→ **TRECHO**
#####

Pela literatura médica, a taxa de sobrevida nesse tipo de procedimento varia de 5% a 20%, mas “pela nossa experiência diria que esse índice é de 50%”, acredita Calil. Segundo ele, a interação entre siameses não é bem esclarecida pela medicina, por isso muitas surpresas podem surgir no meio desse longo caminho.

— Uma delas foi a morte do Arthur, que me abalou muito como se fosse alguém da minha família. Além de ser maior do que o Heitor, ele era o mais completo anatomicamente. No entanto, ao separá-los, Arthur desenvolveu uma síndrome inflamatória com febre de 42 graus sem apresentar melhora.

Calil conta que Heitor já sabe que seu companheiro morreu e costuma dizer: “Agora meu irmão está morando no meu coração”.

Para o especialista, é impossível prever o que vai acontecer em cirurgias de tamanha complexidade. Por enquanto, o estado de saúde de Heitor é grave, mas estável. Segundo Calil, seu pequeno paciente é guerreiro e tem esboçado algumas melhoras.

— Ele está consciente e, apesar de não falar, escreve bilhetes ou faz sinal para pedir o que quer. Nesses dias, me pediu até para chupar um pirulito. O sucesso da cirurgia está no pós-operatório, por isso temos que acreditar na sobrevivência, sem desistir.

"Vamos vencer essa", diz Zacharias Calil para o pequeno Heitor
"Vamos vencer essa", diz Zacharias Calil para o pequeno Heitor

Após a operação, Heitor ficou apenas com uma perna (assim como Arthur), porque o terceiro membro foi amputado por causa de má- formação. Além disso, o garoto teve o fígado reconstruído, conta apenas com um rim e ficou sem o órgão genital.

— Heitor é surpreendente e teve uma resposta inflamatória mais satisfatória do que o irmão. Ele diz que ainda sente a terceira perna, mas isso é o que chamamos de dor fantasma. Com o tempo, a tendência é passar.

Os preparativos para a sonhada cirurgia

Desde que descobriu que sua gravidez era de gêmeos siameses, Eliana Brandão se mudou de Riacho de Santana, na Bahia, para Goiânia, onde seria acompanhada por renomados especialistas no assunto. Apesar de não ser obstetra, Calil conheceu a família e participou de toda sua trajetória, inclusive do parto.

#####

→ **REGISTROS FORNECIDOS**
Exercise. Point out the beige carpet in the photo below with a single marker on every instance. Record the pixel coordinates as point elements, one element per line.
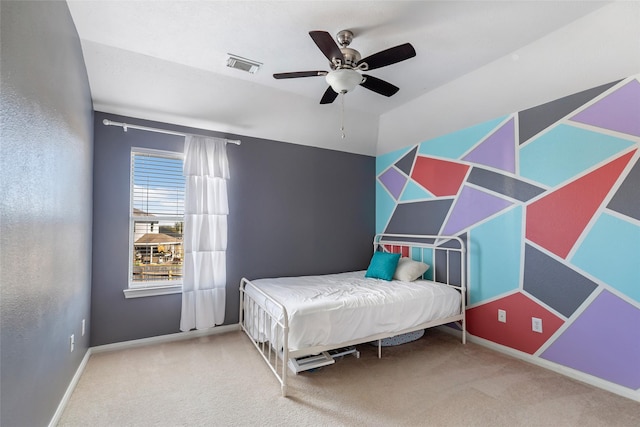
<point>220,380</point>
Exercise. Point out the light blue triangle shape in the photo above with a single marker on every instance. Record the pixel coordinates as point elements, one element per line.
<point>384,161</point>
<point>495,259</point>
<point>385,205</point>
<point>566,151</point>
<point>610,253</point>
<point>413,191</point>
<point>455,145</point>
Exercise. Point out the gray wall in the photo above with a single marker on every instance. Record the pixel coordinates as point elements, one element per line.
<point>293,210</point>
<point>45,208</point>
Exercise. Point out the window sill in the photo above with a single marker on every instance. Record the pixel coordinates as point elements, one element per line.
<point>152,291</point>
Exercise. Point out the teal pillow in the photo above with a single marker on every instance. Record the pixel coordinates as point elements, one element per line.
<point>382,266</point>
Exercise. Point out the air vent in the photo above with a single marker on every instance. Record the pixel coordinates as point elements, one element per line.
<point>244,64</point>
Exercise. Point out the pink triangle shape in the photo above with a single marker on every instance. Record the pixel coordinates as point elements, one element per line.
<point>498,150</point>
<point>471,207</point>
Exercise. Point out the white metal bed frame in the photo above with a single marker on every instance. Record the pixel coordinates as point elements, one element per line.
<point>263,320</point>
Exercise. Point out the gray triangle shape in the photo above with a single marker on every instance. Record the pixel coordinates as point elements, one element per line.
<point>536,119</point>
<point>406,163</point>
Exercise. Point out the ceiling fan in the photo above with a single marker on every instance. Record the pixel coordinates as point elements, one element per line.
<point>346,64</point>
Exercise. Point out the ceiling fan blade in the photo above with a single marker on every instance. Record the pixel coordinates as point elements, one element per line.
<point>327,45</point>
<point>389,56</point>
<point>329,96</point>
<point>379,86</point>
<point>297,74</point>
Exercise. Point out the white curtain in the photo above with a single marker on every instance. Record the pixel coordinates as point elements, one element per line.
<point>206,171</point>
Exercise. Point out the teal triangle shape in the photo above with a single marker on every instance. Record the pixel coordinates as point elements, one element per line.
<point>566,151</point>
<point>413,192</point>
<point>385,205</point>
<point>456,144</point>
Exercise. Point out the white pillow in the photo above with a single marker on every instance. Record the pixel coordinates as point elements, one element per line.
<point>409,270</point>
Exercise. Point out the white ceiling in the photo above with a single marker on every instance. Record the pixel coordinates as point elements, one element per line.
<point>166,60</point>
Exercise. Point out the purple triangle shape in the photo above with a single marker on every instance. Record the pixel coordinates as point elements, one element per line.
<point>471,207</point>
<point>618,111</point>
<point>498,150</point>
<point>394,181</point>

#####

→ **TAREFA A**
Reproduza a parte do texto sobre os gêmeos siameses que começa em "Pela literatura médica, a" e termina em "desse longo caminho.".
→ **TAREFA B**
Prossiga com o texto sobre os gêmeos siameses a partir do ponto em que ele para.

→ **RESPOSTA FINAL A**
Pela literatura médica, a taxa de sobrevida nesse tipo de procedimento varia de 5% a 20%, mas “pela nossa experiência diria que esse índice é de 50%”, acredita Calil. Segundo ele, a interação entre siameses não é bem esclarecida pela medicina, por isso muitas surpresas podem surgir no meio desse longo caminho.

→ **RESPOSTA FINAL B**
— Assim como os pais, eu vibrava com cada evolução dos meninos. Eu nunca ouvi da Eliana nem do marido qualquer tipo de reclamação. É uma família extremamente religiosa que nunca pensou no aborto.

Segundo o médico, Arthur e Heitor sempre demonstraram vontade de viver livres, até porque nunca puderem andar, já que tinham apenas três pernas, sendo uma delas má formada.

A tão sonhada cirurgia só aconteceu cinco anos após o nascimento porque “eles eram muito magrinhos e não tinham pele suficiente para usarmos no fechamento do abdome, tórax e bacia”.

— Nesse período, fizemos oito intervenções cirúrgicas para colocar expansores de pele, que funcionam como uma gravidez, ou seja, estica e cria a pele.

No entanto, o procedimento nem sempre é assim. Calil lembra que há três anos operou dois irmãos de Fortaleza com apenas um ano de idade e foi um sucesso.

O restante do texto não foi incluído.